───── Data provided ─────

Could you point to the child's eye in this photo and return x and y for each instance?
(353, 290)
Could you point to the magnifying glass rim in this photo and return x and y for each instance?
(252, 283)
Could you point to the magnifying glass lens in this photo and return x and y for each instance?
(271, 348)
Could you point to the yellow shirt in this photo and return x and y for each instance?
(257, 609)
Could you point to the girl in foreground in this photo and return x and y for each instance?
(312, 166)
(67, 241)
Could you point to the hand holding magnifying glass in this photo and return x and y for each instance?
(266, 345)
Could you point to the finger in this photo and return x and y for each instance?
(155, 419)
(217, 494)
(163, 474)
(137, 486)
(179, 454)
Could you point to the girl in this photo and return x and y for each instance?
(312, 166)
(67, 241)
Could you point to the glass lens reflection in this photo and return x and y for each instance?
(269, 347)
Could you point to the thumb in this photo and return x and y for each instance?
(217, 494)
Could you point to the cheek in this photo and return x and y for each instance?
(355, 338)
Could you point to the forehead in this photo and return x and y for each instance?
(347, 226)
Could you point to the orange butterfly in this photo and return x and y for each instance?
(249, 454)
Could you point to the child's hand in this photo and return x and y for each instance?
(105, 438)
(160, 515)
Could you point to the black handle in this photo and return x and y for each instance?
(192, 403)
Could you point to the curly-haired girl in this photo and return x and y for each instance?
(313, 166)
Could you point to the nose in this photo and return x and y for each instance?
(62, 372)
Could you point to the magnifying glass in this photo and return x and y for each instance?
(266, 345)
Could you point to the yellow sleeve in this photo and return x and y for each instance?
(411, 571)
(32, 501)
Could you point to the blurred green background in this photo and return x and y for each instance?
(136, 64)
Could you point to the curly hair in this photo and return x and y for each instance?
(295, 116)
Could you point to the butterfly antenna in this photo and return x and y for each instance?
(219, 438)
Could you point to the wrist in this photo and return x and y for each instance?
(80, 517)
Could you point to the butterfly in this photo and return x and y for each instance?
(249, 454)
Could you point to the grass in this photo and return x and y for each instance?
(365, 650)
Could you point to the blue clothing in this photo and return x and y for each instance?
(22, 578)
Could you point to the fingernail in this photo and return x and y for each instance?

─────

Please rewrite the listing above with "magnifying glass" swapped for "hand lens" wherever it occurs, changing nothing else.

=== Response ===
Could you point to the child's eye in this photo and return x and y for each instance?
(353, 290)
Could you point to the hand lens rim in this photo and return x and y for each instance?
(252, 283)
Could you point to the hand lens lens in this photo and return x and y for each instance?
(271, 348)
Could you point to the yellow shirt in this photo and return x and y for each instance?
(257, 609)
Could you point to the girl in foreground in this photo and return x and y for each instance?
(312, 166)
(67, 241)
Could you point to the hand holding hand lens in this photo and return x and y for each instance?
(266, 345)
Could you point to the finger in this photo and return x and y for each instance?
(155, 419)
(217, 494)
(163, 474)
(137, 486)
(179, 454)
Could you point to the girl in this photo and return x and y for each instance?
(312, 166)
(67, 241)
Could you point to the glass lens reflection in this photo and return x and y for each instance?
(269, 347)
Could you point to the thumb in this photo and return x and y for each instance?
(217, 494)
Could you point to the cheek in this photo and return x and y for each instance?
(355, 338)
Could you point to the forehead in this photo and return x and y for each instance?
(347, 226)
Could you point to the orange butterfly in this photo and return x and y for each instance?
(249, 454)
Could you point to the child's hand in this photo and return x and y for each instance?
(105, 438)
(160, 515)
Could you point to the black handle in this photo and return x and y for each instance?
(192, 403)
Could you point to the curly-haired girl in this photo and return x and y for each instance?
(313, 166)
Could you point to the nose in this photo and return x and y for each instance?
(62, 372)
Could you point to the hand lens in this photo and return x and y for each instance?
(266, 345)
Could you point to the yellow sleeve in this photo and return x and y for each instance?
(411, 571)
(32, 501)
Could you point to the blurred green background in this photo and return x and y for each instance?
(136, 64)
Could you point to the curly hair in this photo and return x and y for each instance?
(295, 116)
Could you point to the butterfly antenna in this photo and return x and y for each instance?
(219, 438)
Could you point to the wrist in this photo and return x and y for each instance?
(80, 517)
Could you point to the butterfly in this photo and return x and y for each instance?
(249, 454)
Could you point to the grass in this photo and return x and y for each instance?
(365, 650)
Could you point to the blue clothing in this photo and return x and y for each instance?
(22, 578)
Could you point to the fingernail in this photo and return x and y for each instance?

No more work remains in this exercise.